- DATA FOR THIS EXERCISE
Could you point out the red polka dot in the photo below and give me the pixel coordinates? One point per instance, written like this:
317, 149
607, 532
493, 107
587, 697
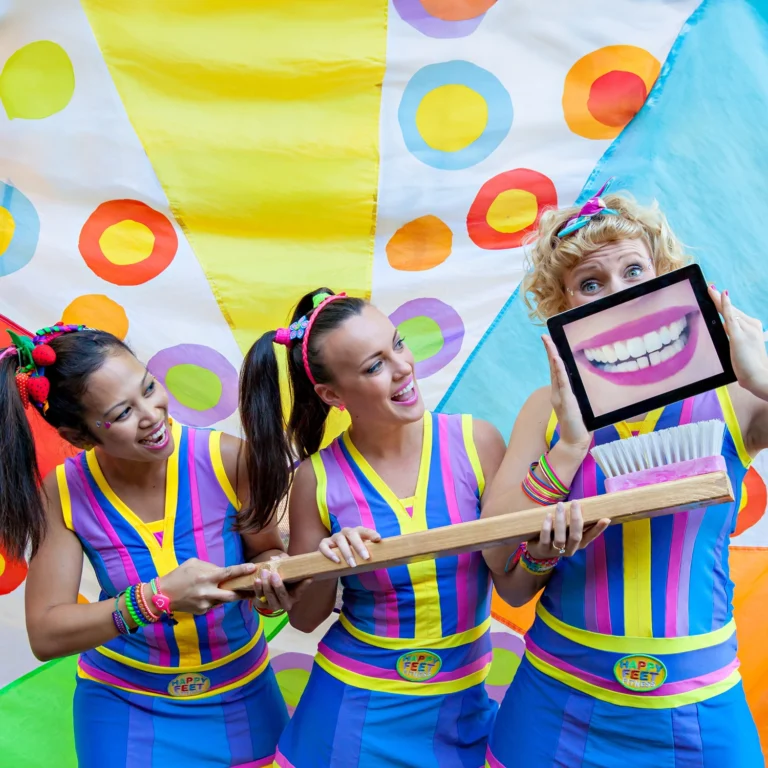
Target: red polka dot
616, 97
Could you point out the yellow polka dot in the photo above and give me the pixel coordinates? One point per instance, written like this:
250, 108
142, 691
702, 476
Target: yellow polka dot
127, 242
513, 210
97, 311
7, 228
451, 117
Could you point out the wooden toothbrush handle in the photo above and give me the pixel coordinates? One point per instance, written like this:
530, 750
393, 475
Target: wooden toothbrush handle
620, 507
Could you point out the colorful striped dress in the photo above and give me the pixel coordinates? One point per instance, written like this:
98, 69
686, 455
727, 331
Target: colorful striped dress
398, 679
202, 692
632, 661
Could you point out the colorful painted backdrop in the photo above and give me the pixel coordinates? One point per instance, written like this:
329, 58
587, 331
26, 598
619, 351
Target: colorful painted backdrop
179, 173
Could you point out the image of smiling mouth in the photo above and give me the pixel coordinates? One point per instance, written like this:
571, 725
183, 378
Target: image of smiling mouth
643, 351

- YOUR ASSIGNMENT
No picture should be included when the data are set down again exactly.

- REPLY
Could you point out the red polka dot in the photo below and give me the pixel coordinates? One point per instance, written like this:
317, 149
607, 532
493, 107
587, 697
Target: red polka dot
616, 97
Could you point out the yellow polka dot in the photo above and give me the pixel coordinates? One point per instance, written like this:
250, 108
142, 691
702, 476
Target: yellow polka dot
127, 242
513, 210
97, 311
7, 228
451, 117
Could you point out the wooden toothbrush handle in the photo above and give me the pixel coordinates? One point per instance, written like this:
530, 750
393, 475
Target: wooden toothbrush handle
620, 507
Could you point out the colorful striped dress in the photo above and give me the pixel coordinates? One point per instance, written like this:
98, 69
686, 455
727, 331
Target: colorful striped dress
398, 679
202, 692
632, 661
Could you point out the colorful painted backdrop in the photo above and give me the pixel coordinates? One point per instance, written like this:
329, 58
587, 331
26, 598
619, 351
Target: colorful painted backdrop
179, 173
Could you point out the image of smiling mouth in the photo above and give me the pixel coordinates? One point per instance, written like this:
571, 725
183, 378
Target: image of smiling mouth
643, 351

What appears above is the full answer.